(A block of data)
= = = = = = =

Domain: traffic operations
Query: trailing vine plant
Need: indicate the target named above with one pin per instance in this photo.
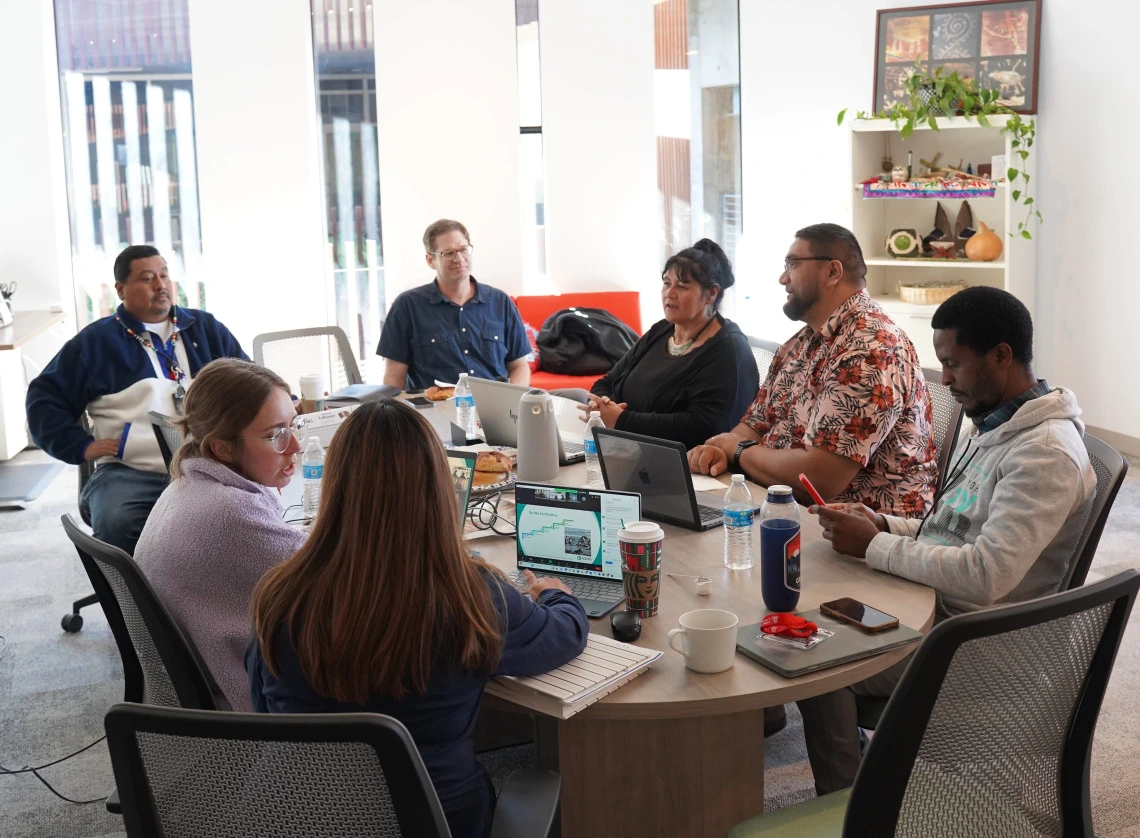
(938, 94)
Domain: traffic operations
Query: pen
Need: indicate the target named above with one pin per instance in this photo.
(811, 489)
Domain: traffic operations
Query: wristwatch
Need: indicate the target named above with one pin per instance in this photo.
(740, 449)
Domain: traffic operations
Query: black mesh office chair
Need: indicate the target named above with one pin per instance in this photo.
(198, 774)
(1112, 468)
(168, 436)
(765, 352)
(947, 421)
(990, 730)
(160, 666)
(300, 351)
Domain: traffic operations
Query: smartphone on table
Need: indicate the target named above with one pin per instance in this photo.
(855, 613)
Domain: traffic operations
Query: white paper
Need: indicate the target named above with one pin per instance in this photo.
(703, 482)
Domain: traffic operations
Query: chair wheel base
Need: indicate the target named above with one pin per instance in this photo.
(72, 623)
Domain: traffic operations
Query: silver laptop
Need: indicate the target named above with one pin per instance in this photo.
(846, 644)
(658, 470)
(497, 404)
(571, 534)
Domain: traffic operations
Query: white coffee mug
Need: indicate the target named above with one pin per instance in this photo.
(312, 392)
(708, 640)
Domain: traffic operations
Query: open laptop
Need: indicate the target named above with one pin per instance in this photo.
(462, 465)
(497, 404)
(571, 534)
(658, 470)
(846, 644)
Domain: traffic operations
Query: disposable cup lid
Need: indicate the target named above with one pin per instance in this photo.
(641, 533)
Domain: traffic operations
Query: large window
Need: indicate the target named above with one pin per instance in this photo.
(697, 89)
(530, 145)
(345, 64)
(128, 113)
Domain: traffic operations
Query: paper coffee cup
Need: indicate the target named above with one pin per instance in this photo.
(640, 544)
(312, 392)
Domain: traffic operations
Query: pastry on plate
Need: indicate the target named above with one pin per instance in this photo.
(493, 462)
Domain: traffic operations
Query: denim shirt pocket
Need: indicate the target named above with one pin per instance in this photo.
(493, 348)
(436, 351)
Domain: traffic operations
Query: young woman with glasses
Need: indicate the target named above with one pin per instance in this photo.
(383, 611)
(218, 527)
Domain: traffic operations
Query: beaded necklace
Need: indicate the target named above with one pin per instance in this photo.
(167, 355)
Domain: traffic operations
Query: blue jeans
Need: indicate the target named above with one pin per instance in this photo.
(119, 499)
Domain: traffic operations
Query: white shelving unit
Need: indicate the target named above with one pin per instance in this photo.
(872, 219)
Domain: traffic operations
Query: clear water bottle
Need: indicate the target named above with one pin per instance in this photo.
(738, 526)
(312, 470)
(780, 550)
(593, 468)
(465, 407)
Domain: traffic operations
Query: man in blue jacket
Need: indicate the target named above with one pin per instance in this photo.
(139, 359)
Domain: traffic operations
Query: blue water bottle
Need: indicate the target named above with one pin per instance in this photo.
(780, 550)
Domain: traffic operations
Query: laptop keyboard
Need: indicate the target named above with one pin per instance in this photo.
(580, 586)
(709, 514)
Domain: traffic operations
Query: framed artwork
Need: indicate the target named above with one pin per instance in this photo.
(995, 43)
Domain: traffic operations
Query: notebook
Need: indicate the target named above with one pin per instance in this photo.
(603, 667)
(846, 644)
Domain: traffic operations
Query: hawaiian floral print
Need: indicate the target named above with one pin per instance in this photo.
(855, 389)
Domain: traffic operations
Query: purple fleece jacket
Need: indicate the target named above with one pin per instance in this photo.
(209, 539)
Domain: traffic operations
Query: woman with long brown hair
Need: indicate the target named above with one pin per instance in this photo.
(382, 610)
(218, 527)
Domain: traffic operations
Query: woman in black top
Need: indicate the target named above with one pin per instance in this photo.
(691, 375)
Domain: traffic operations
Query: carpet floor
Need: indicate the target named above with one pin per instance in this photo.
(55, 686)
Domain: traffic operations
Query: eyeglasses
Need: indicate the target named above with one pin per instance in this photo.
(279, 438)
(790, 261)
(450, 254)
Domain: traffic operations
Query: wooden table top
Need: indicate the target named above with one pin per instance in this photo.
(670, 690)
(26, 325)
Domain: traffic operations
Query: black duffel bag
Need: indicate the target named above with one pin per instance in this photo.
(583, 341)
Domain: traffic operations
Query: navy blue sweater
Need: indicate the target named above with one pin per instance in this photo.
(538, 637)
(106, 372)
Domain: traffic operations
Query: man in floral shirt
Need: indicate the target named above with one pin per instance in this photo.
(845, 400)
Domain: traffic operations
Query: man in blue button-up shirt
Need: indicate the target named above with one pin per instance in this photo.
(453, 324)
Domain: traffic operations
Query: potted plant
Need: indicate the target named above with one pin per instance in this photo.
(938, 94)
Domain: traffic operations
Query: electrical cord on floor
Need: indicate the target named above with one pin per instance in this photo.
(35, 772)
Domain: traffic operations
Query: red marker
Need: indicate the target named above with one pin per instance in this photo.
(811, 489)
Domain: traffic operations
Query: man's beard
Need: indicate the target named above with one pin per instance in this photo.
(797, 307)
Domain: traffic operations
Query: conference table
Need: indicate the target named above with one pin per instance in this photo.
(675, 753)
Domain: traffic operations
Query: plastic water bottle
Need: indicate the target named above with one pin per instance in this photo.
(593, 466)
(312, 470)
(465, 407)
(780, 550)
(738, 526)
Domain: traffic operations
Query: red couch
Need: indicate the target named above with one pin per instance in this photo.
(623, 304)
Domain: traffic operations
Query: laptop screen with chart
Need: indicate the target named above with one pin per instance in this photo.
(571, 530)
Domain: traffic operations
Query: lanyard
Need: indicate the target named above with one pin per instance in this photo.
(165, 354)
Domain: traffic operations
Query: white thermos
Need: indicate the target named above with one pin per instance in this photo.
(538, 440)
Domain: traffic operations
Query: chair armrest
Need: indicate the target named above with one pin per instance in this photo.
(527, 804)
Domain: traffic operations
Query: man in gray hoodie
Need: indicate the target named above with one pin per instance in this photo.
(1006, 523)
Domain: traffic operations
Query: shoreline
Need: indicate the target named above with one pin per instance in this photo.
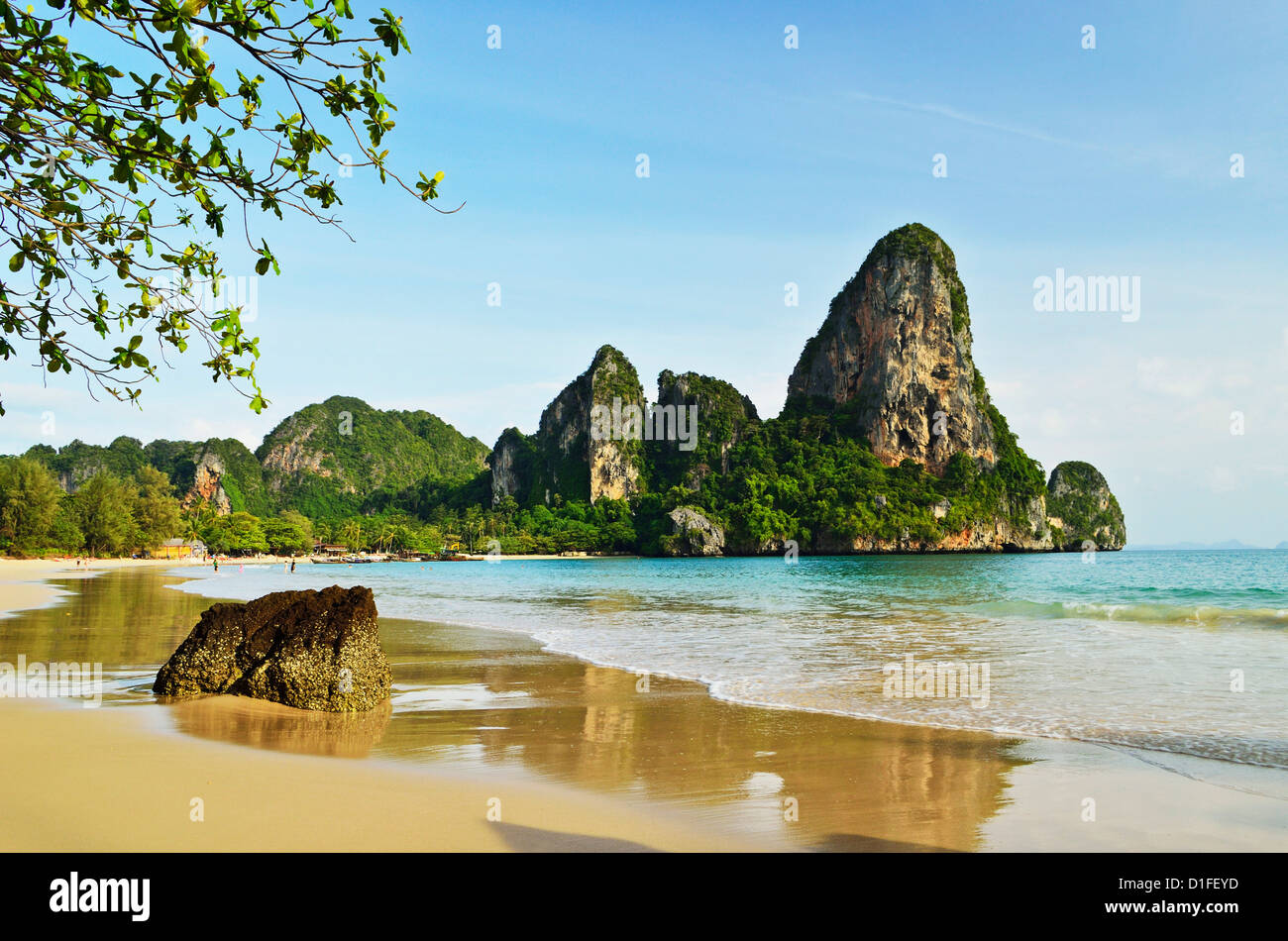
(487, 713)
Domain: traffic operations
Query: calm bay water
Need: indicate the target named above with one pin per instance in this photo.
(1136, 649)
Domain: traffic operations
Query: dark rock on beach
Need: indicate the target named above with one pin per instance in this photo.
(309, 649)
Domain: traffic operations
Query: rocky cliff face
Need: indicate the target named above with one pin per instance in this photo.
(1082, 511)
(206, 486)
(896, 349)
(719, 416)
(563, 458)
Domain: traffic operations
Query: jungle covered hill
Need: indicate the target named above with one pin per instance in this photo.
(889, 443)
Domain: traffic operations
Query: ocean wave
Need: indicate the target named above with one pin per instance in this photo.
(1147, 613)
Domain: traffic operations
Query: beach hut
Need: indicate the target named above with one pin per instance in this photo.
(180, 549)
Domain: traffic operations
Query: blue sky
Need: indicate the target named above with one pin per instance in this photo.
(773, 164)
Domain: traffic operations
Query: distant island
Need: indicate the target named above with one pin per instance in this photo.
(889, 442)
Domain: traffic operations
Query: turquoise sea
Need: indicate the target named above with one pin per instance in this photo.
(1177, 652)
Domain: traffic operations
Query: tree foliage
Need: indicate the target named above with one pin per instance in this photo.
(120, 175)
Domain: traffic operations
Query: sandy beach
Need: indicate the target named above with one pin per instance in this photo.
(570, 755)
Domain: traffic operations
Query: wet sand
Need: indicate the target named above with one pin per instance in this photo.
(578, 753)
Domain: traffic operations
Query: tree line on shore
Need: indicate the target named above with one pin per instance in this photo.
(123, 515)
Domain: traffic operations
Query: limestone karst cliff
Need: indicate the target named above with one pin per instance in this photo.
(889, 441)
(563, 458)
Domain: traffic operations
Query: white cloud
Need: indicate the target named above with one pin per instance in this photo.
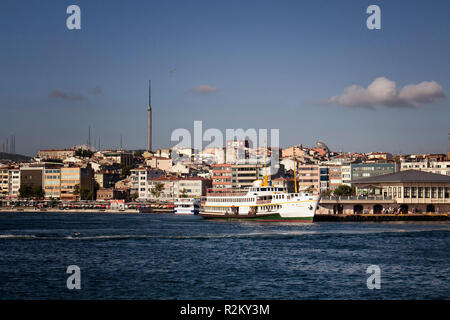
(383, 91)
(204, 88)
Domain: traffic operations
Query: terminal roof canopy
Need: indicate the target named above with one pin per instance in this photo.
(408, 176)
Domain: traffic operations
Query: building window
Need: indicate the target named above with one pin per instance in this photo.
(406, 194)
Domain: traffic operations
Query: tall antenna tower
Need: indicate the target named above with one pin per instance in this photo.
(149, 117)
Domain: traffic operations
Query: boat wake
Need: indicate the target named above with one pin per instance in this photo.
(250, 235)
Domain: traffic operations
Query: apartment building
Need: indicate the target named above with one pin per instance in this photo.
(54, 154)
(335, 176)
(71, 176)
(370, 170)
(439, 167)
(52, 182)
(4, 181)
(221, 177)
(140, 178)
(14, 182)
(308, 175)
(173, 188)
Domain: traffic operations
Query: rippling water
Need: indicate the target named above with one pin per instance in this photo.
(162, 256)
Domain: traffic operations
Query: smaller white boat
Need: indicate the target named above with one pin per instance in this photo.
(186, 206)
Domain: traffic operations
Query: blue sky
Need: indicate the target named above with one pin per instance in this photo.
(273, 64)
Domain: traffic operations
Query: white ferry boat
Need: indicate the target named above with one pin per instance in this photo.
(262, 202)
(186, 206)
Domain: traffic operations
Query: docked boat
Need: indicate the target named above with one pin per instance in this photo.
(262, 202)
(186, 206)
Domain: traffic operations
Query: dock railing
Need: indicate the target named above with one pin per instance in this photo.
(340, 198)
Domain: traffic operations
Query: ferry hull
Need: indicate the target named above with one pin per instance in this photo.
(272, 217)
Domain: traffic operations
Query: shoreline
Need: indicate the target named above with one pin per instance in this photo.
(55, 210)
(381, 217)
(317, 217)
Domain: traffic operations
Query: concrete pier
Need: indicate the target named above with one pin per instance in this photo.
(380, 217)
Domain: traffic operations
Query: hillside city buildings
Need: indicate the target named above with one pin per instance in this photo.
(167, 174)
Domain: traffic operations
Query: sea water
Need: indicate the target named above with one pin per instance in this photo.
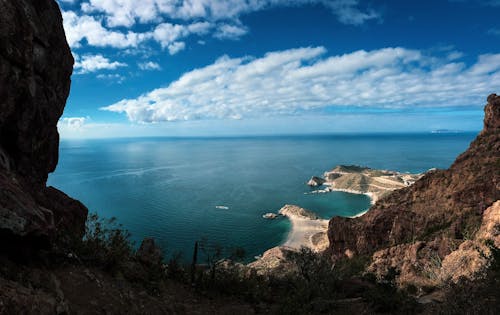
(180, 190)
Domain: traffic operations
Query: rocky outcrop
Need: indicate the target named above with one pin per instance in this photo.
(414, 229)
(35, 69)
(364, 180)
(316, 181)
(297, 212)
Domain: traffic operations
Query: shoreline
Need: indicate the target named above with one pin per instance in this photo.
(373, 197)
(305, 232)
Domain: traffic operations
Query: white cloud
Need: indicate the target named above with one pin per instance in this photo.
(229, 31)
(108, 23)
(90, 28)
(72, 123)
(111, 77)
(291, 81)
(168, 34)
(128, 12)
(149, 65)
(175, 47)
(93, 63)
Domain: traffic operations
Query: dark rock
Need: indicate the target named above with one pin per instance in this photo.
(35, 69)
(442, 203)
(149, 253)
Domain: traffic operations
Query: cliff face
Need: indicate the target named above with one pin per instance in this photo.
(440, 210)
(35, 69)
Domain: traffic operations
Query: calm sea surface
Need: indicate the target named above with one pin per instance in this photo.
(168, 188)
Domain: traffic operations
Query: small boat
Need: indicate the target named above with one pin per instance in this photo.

= = = = = = =

● The exercise: Count the lines in the records above that contain the word "window", and reply with the number alone.

● Full answer: 2